Dataset extract:
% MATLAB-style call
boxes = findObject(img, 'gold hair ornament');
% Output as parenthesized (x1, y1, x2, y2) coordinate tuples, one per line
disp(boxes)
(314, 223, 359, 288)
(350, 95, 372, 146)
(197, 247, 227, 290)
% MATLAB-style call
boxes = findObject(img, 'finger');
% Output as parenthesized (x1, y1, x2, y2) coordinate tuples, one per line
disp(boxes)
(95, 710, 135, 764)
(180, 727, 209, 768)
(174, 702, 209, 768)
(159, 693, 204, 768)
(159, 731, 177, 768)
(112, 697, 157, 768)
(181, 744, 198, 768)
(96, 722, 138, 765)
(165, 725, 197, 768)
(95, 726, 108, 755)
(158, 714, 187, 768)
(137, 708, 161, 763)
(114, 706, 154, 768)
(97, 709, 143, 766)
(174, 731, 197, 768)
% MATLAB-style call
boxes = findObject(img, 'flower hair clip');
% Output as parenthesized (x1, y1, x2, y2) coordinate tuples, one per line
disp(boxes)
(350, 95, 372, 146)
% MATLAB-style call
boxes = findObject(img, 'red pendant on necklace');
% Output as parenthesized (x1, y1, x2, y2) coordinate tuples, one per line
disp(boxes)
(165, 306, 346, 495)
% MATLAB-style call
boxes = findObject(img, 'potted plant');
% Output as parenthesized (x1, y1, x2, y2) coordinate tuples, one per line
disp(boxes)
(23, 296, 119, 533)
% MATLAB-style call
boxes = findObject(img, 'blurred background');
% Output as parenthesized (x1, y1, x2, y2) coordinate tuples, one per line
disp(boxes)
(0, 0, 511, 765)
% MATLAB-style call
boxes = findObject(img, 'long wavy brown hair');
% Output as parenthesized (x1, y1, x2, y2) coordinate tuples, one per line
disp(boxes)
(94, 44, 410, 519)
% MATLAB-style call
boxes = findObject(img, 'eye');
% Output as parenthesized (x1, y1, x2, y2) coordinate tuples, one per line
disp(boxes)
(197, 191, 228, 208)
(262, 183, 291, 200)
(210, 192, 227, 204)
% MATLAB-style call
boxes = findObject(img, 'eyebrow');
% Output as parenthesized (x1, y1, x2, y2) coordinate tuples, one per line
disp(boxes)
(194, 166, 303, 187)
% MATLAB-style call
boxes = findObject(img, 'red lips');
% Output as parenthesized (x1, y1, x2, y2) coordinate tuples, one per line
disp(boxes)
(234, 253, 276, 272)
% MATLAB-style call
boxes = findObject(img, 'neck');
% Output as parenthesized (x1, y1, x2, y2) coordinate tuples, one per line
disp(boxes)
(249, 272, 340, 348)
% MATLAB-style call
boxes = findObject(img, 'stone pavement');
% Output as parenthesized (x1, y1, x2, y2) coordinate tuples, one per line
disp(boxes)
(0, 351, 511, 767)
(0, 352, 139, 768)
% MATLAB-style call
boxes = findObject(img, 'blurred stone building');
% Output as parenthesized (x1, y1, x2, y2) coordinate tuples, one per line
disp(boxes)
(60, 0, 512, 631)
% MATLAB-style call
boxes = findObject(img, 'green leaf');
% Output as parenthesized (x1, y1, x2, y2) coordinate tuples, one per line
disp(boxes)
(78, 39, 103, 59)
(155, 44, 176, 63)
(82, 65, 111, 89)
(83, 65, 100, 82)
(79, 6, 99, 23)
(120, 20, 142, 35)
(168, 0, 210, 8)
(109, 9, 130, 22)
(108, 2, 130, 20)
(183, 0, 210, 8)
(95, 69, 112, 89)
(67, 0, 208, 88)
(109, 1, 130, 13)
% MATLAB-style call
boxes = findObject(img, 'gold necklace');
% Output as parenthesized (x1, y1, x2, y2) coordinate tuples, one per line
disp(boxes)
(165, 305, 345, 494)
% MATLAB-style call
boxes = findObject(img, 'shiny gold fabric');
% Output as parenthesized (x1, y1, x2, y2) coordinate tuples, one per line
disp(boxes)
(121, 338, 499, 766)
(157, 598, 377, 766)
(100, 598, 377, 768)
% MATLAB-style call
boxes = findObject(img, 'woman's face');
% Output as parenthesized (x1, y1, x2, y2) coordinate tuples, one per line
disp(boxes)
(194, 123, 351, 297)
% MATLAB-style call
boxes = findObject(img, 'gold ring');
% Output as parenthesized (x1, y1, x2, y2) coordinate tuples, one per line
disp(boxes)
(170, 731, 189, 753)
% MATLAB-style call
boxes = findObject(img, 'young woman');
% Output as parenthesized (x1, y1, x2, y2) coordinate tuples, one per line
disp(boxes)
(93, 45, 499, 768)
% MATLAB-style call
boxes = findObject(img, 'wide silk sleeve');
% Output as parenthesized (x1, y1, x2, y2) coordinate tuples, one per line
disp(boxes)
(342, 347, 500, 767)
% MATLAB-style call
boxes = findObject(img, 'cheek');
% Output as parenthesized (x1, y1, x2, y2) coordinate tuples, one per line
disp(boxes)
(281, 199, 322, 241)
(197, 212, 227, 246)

Description of the task: Copy the listing word for word, leaving nothing out.

Solution:
% MATLAB-style call
boxes = findObject(img, 'gold hair ornament');
% Output as parenthesized (x1, y1, x2, y2) coordinate tuples, one per line
disp(boxes)
(314, 223, 359, 288)
(350, 95, 372, 146)
(197, 247, 227, 290)
% MATLAB-style call
boxes = findObject(img, 'finger');
% Output as parenthesized (x1, y1, x2, y2) coordinate tuples, one per line
disp(boxes)
(95, 710, 135, 764)
(180, 727, 209, 768)
(174, 702, 209, 768)
(159, 693, 204, 768)
(159, 731, 177, 768)
(112, 697, 157, 768)
(181, 744, 198, 768)
(96, 722, 138, 765)
(165, 725, 197, 768)
(95, 726, 108, 755)
(158, 714, 187, 768)
(137, 708, 161, 763)
(114, 706, 154, 768)
(97, 709, 143, 766)
(174, 731, 197, 768)
% MATLAB-style call
boxes = findObject(img, 'flower hair clip');
% Output as parenthesized (x1, y1, x2, y2) coordinate tuples, one per line
disp(boxes)
(350, 95, 372, 146)
% MATLAB-style call
boxes = findObject(img, 'red pendant on necklace');
% Output as parenthesized (x1, y1, x2, y2) coordinate tuples, one per line
disp(boxes)
(165, 306, 346, 495)
% MATLAB-style call
boxes = findObject(img, 'potted plant');
% Output as parenthesized (x1, y1, x2, y2) coordinate tuples, one per line
disp(boxes)
(23, 296, 119, 533)
% MATLAB-style call
boxes = findObject(img, 'blurred background');
% Output as parenthesized (x1, y1, x2, y2) coordinate tuples, one per line
disp(boxes)
(0, 0, 511, 765)
% MATLAB-style call
boxes = findObject(img, 'long wavy brown hair');
% Output as parenthesized (x1, y1, x2, y2) coordinate tuples, one per line
disp(boxes)
(94, 44, 410, 519)
% MATLAB-style call
boxes = findObject(img, 'eye');
% Output as parenthesized (x1, y1, x2, y2) coordinate tuples, one per line
disp(boxes)
(197, 191, 228, 208)
(262, 183, 291, 200)
(210, 192, 227, 204)
% MATLAB-style call
boxes = findObject(img, 'eyebrow');
% Output as parenthesized (x1, y1, x2, y2) coordinate tuples, one per line
disp(boxes)
(194, 166, 303, 187)
% MATLAB-style call
boxes = findObject(img, 'red lips');
% Output as parenthesized (x1, y1, x2, y2) coordinate tuples, one per line
disp(boxes)
(234, 253, 276, 272)
% MATLAB-style call
boxes = findObject(img, 'neck');
% Output as parenthesized (x1, y1, x2, y2) coordinate tuples, one per line
disp(boxes)
(249, 272, 340, 348)
% MATLAB-style call
boxes = findObject(img, 'stone pavement');
% Output as parenthesized (x1, y1, x2, y2) coordinate tuples, one per line
disp(boxes)
(0, 351, 511, 767)
(0, 352, 139, 768)
% MATLAB-style call
boxes = findObject(img, 'blurred stone building');
% Output as parenthesized (x1, y1, x2, y2) coordinate tuples, one per line
disp(boxes)
(60, 0, 512, 631)
% MATLAB-style call
boxes = findObject(img, 'green leaf');
% Output as parenthesized (x1, y1, x2, y2) coordinate tuples, one per line
disp(boxes)
(78, 39, 103, 59)
(155, 44, 176, 63)
(82, 65, 111, 89)
(83, 65, 100, 82)
(79, 6, 99, 23)
(120, 20, 142, 35)
(168, 0, 210, 8)
(109, 9, 130, 22)
(108, 2, 130, 20)
(183, 0, 210, 8)
(95, 69, 112, 89)
(67, 0, 208, 88)
(109, 1, 130, 13)
% MATLAB-style call
boxes = findObject(img, 'gold necklace');
% Output as parenthesized (x1, y1, x2, y2) coordinate tuples, one per line
disp(boxes)
(165, 305, 345, 494)
% MATLAB-style call
boxes = findObject(img, 'shiny gold fabric');
% Output as parenthesized (x1, y1, x2, y2) coordinate tuples, one per line
disp(boxes)
(121, 338, 499, 766)
(157, 598, 377, 766)
(100, 598, 377, 768)
% MATLAB-style call
boxes = findObject(img, 'woman's face');
% Output as parenthesized (x1, y1, x2, y2) coordinate tuples, one per line
disp(boxes)
(194, 123, 351, 297)
% MATLAB-style call
boxes = findObject(img, 'gold ring');
% Output as parenthesized (x1, y1, x2, y2) coordinate tuples, one per line
disp(boxes)
(170, 731, 189, 753)
% MATLAB-style call
boxes = findObject(img, 'young woman');
% Output as parenthesized (x1, y1, x2, y2) coordinate tuples, one per line
disp(boxes)
(93, 45, 499, 768)
% MATLAB-style call
boxes = findObject(img, 'wide silk sleeve');
% Output as parenthesized (x1, y1, x2, y2) coordinate tuples, one per line
disp(boxes)
(342, 347, 500, 767)
% MATLAB-style call
boxes = findObject(img, 'cheek');
% Output as parenthesized (x1, y1, x2, y2) coordinate tuples, one per line
disp(boxes)
(281, 199, 322, 241)
(197, 212, 227, 246)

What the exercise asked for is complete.